=== YOUR INSTRUCTIONS ===
Repeat precisely, and only, the lines between the line containing "Tag every instance of the wooden" and the end of the listing below, both ends included.

=== RECORDS FOR THE TASK ===
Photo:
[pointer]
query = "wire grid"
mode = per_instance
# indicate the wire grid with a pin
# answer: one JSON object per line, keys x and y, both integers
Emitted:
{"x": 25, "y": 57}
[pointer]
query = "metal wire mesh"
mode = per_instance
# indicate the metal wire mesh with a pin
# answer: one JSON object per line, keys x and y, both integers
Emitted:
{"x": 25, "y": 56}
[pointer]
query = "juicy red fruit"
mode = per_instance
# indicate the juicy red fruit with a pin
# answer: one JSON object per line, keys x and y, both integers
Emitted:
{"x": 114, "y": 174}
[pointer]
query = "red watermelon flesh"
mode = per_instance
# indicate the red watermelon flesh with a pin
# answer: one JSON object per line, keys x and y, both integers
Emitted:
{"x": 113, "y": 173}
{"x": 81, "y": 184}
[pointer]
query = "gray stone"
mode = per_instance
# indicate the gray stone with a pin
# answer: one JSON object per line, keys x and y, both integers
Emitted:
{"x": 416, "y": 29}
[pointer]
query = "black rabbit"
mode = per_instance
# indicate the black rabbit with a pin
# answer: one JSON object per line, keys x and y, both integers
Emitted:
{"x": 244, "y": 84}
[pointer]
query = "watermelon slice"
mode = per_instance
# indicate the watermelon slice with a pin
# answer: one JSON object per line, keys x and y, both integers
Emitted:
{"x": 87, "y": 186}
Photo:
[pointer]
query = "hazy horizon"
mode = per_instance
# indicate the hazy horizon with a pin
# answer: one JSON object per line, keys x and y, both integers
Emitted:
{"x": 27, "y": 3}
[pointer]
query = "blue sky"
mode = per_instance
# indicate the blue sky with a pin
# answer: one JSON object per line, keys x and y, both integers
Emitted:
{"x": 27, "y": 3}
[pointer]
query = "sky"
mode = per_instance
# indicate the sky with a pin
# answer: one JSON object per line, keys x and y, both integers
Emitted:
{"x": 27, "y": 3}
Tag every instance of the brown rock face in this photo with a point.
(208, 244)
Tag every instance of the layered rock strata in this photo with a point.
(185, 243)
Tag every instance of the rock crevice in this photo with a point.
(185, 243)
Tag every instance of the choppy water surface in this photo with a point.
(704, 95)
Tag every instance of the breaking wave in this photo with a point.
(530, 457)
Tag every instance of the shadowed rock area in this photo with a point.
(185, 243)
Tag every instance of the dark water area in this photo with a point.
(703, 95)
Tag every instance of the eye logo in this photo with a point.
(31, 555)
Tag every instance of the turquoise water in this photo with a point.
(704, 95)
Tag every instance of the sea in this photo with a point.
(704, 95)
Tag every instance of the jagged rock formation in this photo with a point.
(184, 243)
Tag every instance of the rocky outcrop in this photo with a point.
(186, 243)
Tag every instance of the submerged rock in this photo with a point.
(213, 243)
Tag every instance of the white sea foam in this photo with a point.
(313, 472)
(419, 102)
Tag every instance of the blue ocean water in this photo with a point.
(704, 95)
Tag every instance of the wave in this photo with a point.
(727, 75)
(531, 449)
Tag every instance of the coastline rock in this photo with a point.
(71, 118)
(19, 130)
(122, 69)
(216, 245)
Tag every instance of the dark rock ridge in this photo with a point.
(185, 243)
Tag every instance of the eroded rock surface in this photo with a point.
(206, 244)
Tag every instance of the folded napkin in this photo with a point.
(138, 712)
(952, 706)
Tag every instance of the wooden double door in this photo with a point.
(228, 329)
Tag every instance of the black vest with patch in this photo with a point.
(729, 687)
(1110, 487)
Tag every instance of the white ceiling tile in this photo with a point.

=== EXERCISE RESPONSE ===
Tag every instance of the wooden double door in this photo with a point.
(228, 329)
Tag every instance of the black vest with patch in this photo with a point.
(729, 687)
(1110, 487)
Tag every instance of the white ceiling tile in this photo with a point.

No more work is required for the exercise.